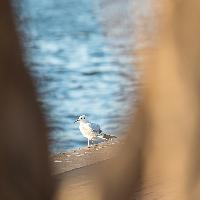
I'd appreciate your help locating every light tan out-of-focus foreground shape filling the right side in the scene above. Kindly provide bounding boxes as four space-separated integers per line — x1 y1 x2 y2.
57 0 200 200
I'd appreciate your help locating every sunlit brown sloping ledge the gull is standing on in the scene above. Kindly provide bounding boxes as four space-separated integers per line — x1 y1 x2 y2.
51 139 123 175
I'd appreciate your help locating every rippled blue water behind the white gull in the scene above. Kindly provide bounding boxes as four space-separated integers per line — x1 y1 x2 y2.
16 0 141 152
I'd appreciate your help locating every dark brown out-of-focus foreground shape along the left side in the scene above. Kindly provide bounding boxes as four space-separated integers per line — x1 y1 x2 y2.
0 0 52 200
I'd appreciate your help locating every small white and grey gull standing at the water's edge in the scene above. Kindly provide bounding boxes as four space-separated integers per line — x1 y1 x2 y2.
74 115 116 147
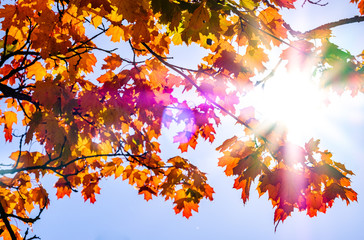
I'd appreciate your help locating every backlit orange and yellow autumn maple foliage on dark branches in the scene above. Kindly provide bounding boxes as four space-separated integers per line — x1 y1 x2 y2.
0 0 364 240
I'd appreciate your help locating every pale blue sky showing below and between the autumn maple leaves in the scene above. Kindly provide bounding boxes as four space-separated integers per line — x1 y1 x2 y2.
0 0 364 240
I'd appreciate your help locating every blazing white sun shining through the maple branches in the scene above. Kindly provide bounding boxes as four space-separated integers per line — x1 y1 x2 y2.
252 67 326 143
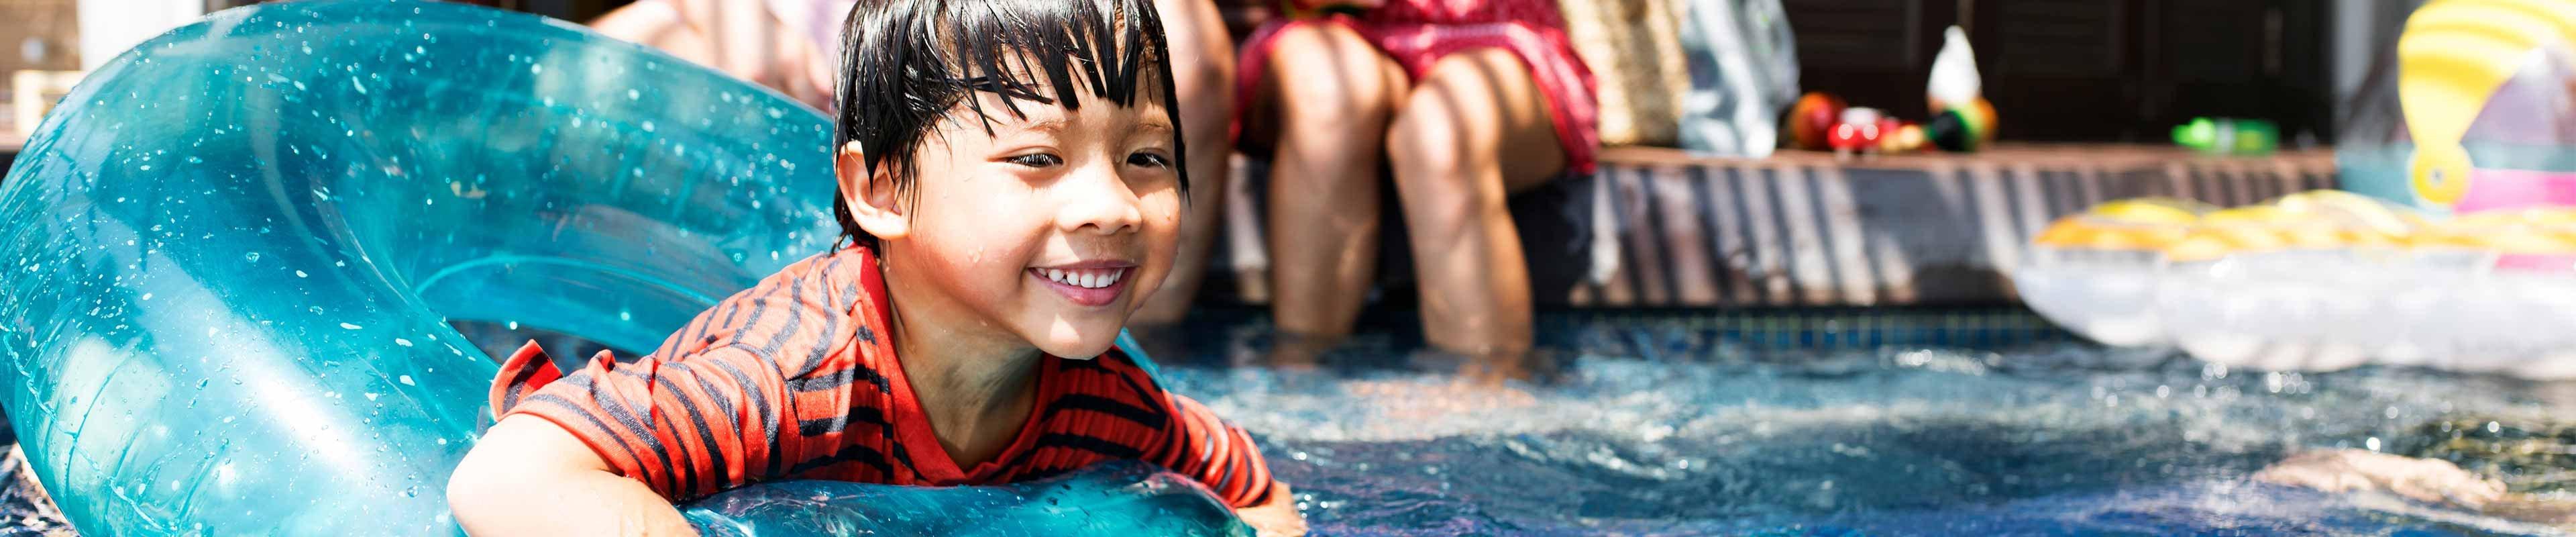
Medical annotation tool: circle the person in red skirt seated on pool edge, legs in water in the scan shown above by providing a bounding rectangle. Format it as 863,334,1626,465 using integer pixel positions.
1236,0,1600,359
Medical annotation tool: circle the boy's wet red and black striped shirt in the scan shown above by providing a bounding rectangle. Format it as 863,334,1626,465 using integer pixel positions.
492,248,1273,506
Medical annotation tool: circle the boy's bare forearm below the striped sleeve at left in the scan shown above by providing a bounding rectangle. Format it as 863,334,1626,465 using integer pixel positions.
448,416,698,537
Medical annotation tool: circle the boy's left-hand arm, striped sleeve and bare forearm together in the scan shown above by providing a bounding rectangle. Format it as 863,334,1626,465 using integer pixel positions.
448,330,837,534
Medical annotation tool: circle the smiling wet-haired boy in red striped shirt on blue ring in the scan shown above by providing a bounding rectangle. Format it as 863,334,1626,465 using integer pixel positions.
448,0,1303,534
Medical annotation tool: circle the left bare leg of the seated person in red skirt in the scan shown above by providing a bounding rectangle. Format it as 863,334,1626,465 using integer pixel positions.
1247,23,1407,344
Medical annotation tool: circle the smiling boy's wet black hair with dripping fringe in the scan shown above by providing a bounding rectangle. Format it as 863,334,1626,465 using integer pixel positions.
832,0,1190,248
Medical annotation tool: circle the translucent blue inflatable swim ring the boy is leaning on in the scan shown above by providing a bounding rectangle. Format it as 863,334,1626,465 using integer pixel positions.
0,0,1232,534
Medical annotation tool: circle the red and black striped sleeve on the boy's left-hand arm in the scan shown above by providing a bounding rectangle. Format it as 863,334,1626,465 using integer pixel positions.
505,346,788,501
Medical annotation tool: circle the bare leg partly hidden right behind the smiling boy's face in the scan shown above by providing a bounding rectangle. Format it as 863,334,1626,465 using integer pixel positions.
1131,0,1234,326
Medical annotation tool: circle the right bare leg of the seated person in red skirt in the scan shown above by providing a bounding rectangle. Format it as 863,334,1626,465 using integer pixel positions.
1386,49,1566,359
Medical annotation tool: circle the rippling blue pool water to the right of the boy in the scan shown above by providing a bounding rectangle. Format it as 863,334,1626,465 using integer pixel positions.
0,310,2576,534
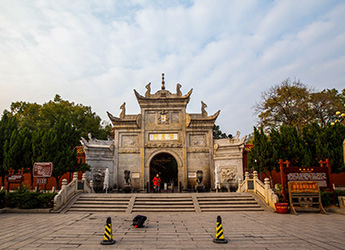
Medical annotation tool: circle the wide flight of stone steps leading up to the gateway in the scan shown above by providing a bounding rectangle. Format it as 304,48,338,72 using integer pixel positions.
63,193,264,213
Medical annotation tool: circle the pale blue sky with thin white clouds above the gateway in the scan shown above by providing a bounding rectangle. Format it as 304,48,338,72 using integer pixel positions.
0,0,345,135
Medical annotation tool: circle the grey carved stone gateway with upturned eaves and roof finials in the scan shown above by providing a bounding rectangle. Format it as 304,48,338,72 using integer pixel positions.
82,75,244,191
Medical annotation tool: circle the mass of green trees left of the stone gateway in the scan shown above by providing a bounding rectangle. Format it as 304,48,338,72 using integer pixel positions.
0,95,103,188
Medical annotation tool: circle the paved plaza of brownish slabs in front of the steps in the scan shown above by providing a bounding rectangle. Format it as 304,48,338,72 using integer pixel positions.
0,211,345,249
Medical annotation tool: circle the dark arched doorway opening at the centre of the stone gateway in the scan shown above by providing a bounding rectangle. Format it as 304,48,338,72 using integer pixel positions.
150,153,178,190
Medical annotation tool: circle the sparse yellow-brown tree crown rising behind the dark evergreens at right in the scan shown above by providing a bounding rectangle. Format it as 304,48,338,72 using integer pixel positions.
255,79,345,131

-------------------------

**Description of the task:**
The data above should be set down again exactly, with the pictures omitted.

**Response to the task:**
I'd appreciate your help locating every light tan out-of-focus foreground shape filling the right side in the scene above. Kindly provide bounding boxes as four space-separated integers per line — x1 y1 x2 y2.
57 0 200 200
I'd appreciate your help locating every sunlit brown sloping ledge the gull is standing on in the scene above. Kindly provide bounding boxes as four space-separated integers per line — x1 y1 x2 y2.
51 139 123 175
I'd appreciate your help locating every rippled blue water behind the white gull in the scene above. Kindly provide bounding boxes as four space-separated integers per line — x1 y1 x2 y2.
16 0 141 152
I'd appreciate your help locating every dark brown out-of-focus foreground shape along the left side in the scene above. Kindly provide bounding boxes as four space-separated integers per line — x1 y1 x2 y2.
0 0 52 200
I'd appreciate your help locating every small white and grey gull standing at the water's edge in the scene above. Kindly provide bounding boxes as four space-separated integers per line — x1 y1 x2 y2.
74 115 116 147
I'd appreciate your help locating every backlit orange and yellow autumn maple foliage on dark branches in the scene above. Kindly provide bounding boxes as four space-separated integers per line — x1 y1 x2 y2.
0 0 364 240
I'd appreciate your help locating every pale blue sky showing below and between the autumn maple leaves in the scene above. Kindly provide bounding boxes as four space-separated integers per line — x1 y1 x2 y2.
0 0 364 240
I'd appreciate your help locating every blazing white sun shining through the maple branches in the scene above. Kindly provide bounding boxes as four space-separated integers per line — x1 y1 x2 y2.
252 67 326 143
Medical annotation tool: circle the person in red skirt seated on pool edge, legs in water in the scan shown above by providing a bounding rectangle. Format it as 863,334,1626,465 using integer pixel positions.
1236,0,1600,359
Medical annotation tool: circle the boy's wet red and black striped shirt in the scan shown above by providing a bounding rectangle. Format it as 863,334,1626,465 using integer pixel positions.
492,248,1273,506
Medical annotation tool: circle the boy's bare forearm below the striped sleeve at left in the scan shown above by providing a bounding rectangle. Format it as 863,334,1626,465 using integer pixel positions.
448,416,698,537
Medical annotation tool: circle the boy's left-hand arm, striped sleeve and bare forearm together in the scan shown above by providing a bounding rectangle. Format it as 863,334,1626,465 using integer pixel positions.
448,330,837,534
Medical annotation tool: circle the smiling wet-haired boy in red striped shirt on blue ring in the scan shown above by providing a bounding rectangle. Format it as 863,334,1626,465 using integer pixel positions.
448,0,1303,534
Medical annotation tool: circle the left bare leg of the seated person in red skirt in the scan shown above by providing a bounding rectangle. Format it as 863,334,1626,465 using integer pixel positions.
1247,23,1407,344
Medical annotation tool: circle the smiling boy's wet black hair with dripping fringe in the scan shown above by providing a bounding rectangle. Format it as 863,334,1626,465 using integer pixel positions.
832,0,1190,248
Medical annotation tool: circle the translucent blue inflatable swim ring the boy is leaning on in the scan shown above by providing a bounding rectangle. Format it as 863,334,1626,465 using integer pixel positions.
0,0,1232,534
Medical annotation tool: circle the red and black striped sleeve on the boy's left-hand arm in the scan shown above by providing a bounding rectangle. Format it as 863,334,1626,465 using integer pixel positions.
505,346,788,501
Medical annotation tool: circle the bare leg partly hidden right behind the smiling boy's face in the scan shown above by providing a bounding rectangle. Format it as 863,334,1626,465 using integer pixel positions.
1131,0,1234,326
Medical annotation tool: circle the right bare leg of the seated person in red skirt in the scan shown above by providing a bounding rectangle. Format it as 863,334,1626,465 using integer pixel positions.
1386,49,1566,359
Medical annotation tool: circle the rippling blue pool water to the right of the boy in the scan shown above by providing a bounding rectangle. Format it as 863,334,1626,465 using integer pixel positions.
0,310,2576,534
Medical annotation tool: circle the wide flight of stone steps leading up to the gateway in the scan shown above by providing a bounding rectangle. Format it as 304,48,338,72 using integer pixel positions.
63,193,264,213
Medical annotation tool: circle the pale blue sky with thin white clouds above the gateway in the scan shown above by providing a bounding rectangle. Format it as 304,48,338,72 using integer pixel positions.
0,0,345,135
Medical annotation tool: circle the grey carved stone gateway with upturned eaves and roof finials in the scan shown above by providing a bounding rectangle. Format it as 304,48,338,72 using integer pixel positions.
82,75,244,191
Medical annotation tool: circle the mass of green trees left of the stone gateway in the scan shown above by providing a bounding rectangle. Format it as 304,48,338,72 using integer pixel positions.
0,95,103,188
Medical annotation tool: circle the paved plaza of brownish slabs in front of the steps in the scan shown above by providing a bounding rectangle. Format it as 304,48,338,72 using integer pixel positions.
0,211,345,249
Medical annotation tool: circle the dark arched doorway opening at the centre of the stone gateway in the scan shown above by providing a bounding rectangle. Format it as 304,48,338,72 using integer pixel positions.
150,153,178,190
Medical annotation tool: circle the sparse yellow-brown tree crown rising behind the dark evergreens at right in the scan shown above by providing a bounding rectangle. Format it as 304,48,338,72 using integer pixel positions.
255,79,345,131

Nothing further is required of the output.